#### Text section

###

The key trend in RAM over
the past 4-5 years has been a huge increase in data transfer rates

RAM for Communications
QDR SRAM [Quad Data Rate SRAM] has been used in switches and routers for past 7
years and provides data rates above 200 MHz . The SRAM provides data throughputs
of 11Gbps as they use separate input and output ports for read and write and
these ports have separate differential clocks allowing for four words transfer
on each clock cycle. Various products from Cypress and Samsung are available.
QDRII+ RAM was announced last year along with DDR2+. These RAM have high
performance architecture and operate at speeds upto 500 MHz, which is more than
twice of what existing products offer. SRAM delivers a bandwidth of 72Gbps while
using a 165 pin FBGA (fine pitched ball grid array) package. These are used
mainly in the next generation of switches and routers to enhance communication
capabilities by giving the density and performance required to expand network
capabilities.

The return of RAMbus
RAMbus Incorporated is the manufacturer of RDRAM, which at one point of time was
considered a replacement for SDRAM. It formed an agreement with Intel to be the
primary memory technology of all Intel products. However, RDRAM was not able to
make a mark for itself due to various problems such as high latency, heat
emission and high cost of manufacturing. So, RDRAM faded away, but RAMbus did
not die and has come back with XDR DRAM. 

Elpida’s XDR RAM chips use 90nm process technology to provide bandwidth of 8 Gbps

This new memory module has a high performance architecture based on the
RAMbus RDRAM. It improves on the high latency problem of RDRAM, significantly
improving bandwidth while reducing the number of ICs required. The XDR devices
will feature programmable on chip termination, adaptive impedance matching,
dynamic request scheduling and zero overhead refresh. Also, XDR uses Octal Data
Rate transfers to transfer eight bits of data per 400MHz clock cycle which
results in 6.4Gbps bandwidth speed for a 16bit bus instead of 3.2Gbps bandwidth
provided by a DDR RAM for a 64bit bus. Samsung and Elpida are already
manufacturing XDR RAM and now Qimonda has joined in to mass manufacture XDR RAM
for game consoles, set top boxes and PC graphics market. The Playstation 3 has
shipped with 256 MB module of XDR RAM onboard to achieve maximum performance,
whereas RAMbus has started development on XDR2 RAM with which they are targeting
8.0GHz data rates, enabling a single DRAM device with 16 Gbps of peak bandwidth.

Successor to DDR2
DDR3 SDRAM is the one that is the hot favorite of many and touted as the leader
of the next generation of RAM. DDR3 is based on 90nm fabrication technology and
would be using ‘Dual gate’ transistors to reduce leakage of current, leading
to almost 40% less power usage in comparison to DDR2. As DDR3 modules are
expected to transfer data at a clock rate of approximately 800 MHz instead of
400 MHz, the clock rate of DDR2, it is expected to attain up to 1600 MHz single
clock bandwidth as compared to 1066 MHz bandwidth of DDR2 RAM. Also the prefetch
buffer of DDR3 is 8-bit wide in comparison to 4-bit buffer available in DDR2,
which leads to double bandwidth and decreased heat production. A newly
introduced automatic calibration feature for the output buffer enhances the
ability to control the system timing budget during variations in voltage and
temperature.

###

#### Material provided

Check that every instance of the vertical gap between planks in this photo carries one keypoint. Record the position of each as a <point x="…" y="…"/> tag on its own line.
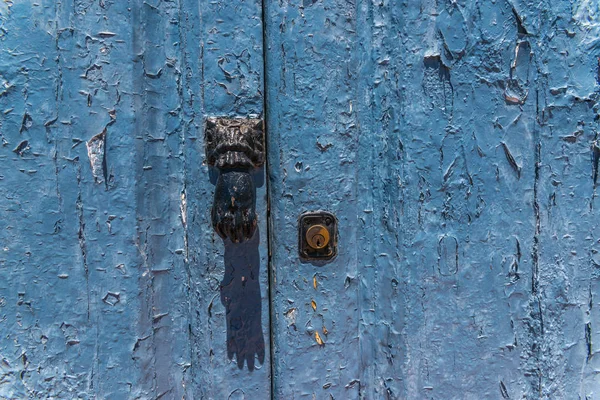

###

#### Problems to solve
a) Based on the RAM text, say yes or no to each statement, and quote the deciding words of the text exactly. (i) QDR SRAM has been used in switches and routers for the past 7 years. (ii) The PlayStation 3 shipped with 512 MB of XDR RAM. (iii) DDR3 has an 8-bit-wide prefetch buffer.
b) In the RAM text, how much less power does DDR3 use than DDR2?
The material plays no part here.

#### Task responses
a)
(i) Yes: "has been used in switches and routers for past 7 years"
(ii) No: "The Playstation 3 has shipped with 256 MB module of XDR RAM onboard"
(iii) Yes: "the prefetch buffer of DDR3 is 8-bit wide"

b) Almost 40% less.